* [Brano fornito]
━━━━
LA PERDONANZA CELESTINIANA: UN PO’ SANREMO,UN PO’ MEETING DI RIMINI, E TANTA PROMOZIONE TURISTICA E MANGERECCIA, CON UNA SPRUZZATA DI POSTCATTOLICESIMO SPRAY.

E’ in corso, mentre scrivo, la settecentotrentesima annualità della Perdonanza celestiniana, accordata a suo tempo dal Papa Celestino V (quello del “gran rifiuto” dantesco, ma non è certo, e non ci interessa in questa sede fare filologia e storia medioevale). 

Non posso però, non premettere che la Perdonanza (ve ne sono diverse altre nel mondo) appartiene a quelle istituzioni di indulgenza plenaria (stabili, a ricorrenza annua, o straordinarie, come il Giubileo universale ordinario ogni quarto di secolo), in cui il fedele cattolico, debitamente pentito dei peccati, confessatosi e comunicatosi e recatosi in determinati luoghi santi o raramente neppure dovendolo fare, ottiene un tale lavacro dell’anima da rendergli sicura, se in quel momento la sua vita terrena terminasse, la benevolenza divina.
━━━━
* [Voci archiviate]
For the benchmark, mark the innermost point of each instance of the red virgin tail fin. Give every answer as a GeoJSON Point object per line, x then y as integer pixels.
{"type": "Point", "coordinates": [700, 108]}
━━━━
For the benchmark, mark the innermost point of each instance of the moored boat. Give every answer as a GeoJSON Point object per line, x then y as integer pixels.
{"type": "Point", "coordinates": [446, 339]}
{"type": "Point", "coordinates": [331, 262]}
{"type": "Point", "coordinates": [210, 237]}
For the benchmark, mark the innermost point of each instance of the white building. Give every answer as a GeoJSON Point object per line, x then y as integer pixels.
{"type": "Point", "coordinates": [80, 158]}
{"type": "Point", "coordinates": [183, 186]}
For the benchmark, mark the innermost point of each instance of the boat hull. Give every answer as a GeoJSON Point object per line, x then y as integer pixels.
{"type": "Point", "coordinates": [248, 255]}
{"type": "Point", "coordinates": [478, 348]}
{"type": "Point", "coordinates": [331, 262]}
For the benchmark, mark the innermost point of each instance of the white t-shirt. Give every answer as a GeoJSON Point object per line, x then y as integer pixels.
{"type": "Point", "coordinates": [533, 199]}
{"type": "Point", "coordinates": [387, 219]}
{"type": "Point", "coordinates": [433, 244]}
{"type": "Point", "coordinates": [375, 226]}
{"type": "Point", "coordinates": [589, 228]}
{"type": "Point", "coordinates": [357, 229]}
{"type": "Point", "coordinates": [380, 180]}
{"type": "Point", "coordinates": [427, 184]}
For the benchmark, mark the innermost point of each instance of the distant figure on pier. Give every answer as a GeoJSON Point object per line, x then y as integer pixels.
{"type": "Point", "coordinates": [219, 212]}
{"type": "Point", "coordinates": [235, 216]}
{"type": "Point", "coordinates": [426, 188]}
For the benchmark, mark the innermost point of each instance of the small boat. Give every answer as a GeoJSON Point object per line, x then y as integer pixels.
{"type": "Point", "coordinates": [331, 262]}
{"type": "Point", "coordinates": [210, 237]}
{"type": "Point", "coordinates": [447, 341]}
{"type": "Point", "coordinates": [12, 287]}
━━━━
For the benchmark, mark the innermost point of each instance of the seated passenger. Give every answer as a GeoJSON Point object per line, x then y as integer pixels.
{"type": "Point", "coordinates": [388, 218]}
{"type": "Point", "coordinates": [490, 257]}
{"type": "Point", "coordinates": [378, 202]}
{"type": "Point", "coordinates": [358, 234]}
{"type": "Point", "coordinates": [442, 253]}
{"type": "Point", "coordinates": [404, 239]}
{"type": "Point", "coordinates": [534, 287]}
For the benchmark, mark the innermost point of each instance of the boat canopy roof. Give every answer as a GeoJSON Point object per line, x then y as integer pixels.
━━━━
* [Problema A] Nel brano sulla Perdonanza, quale Papa concesse la Perdonanza celestiniana?
* [Problema B] Riscrivi per favore il brano sulla Perdonanza partendo dalle parole "LA PERDONANZA CELESTINIANA: UN" e fermandoti dopo "DI POSTCATTOLICESIMO SPRAY.", con "SANREMO" sostituito da "VENEZIA".

* [Risultato A] Papa Celestino V.

* [Risultato B]
LA PERDONANZA CELESTINIANA: UN PO’ VENEZIA,UN PO’ MEETING DI RIMINI, E TANTA PROMOZIONE TURISTICA E MANGERECCIA, CON UNA SPRUZZATA DI POSTCATTOLICESIMO SPRAY.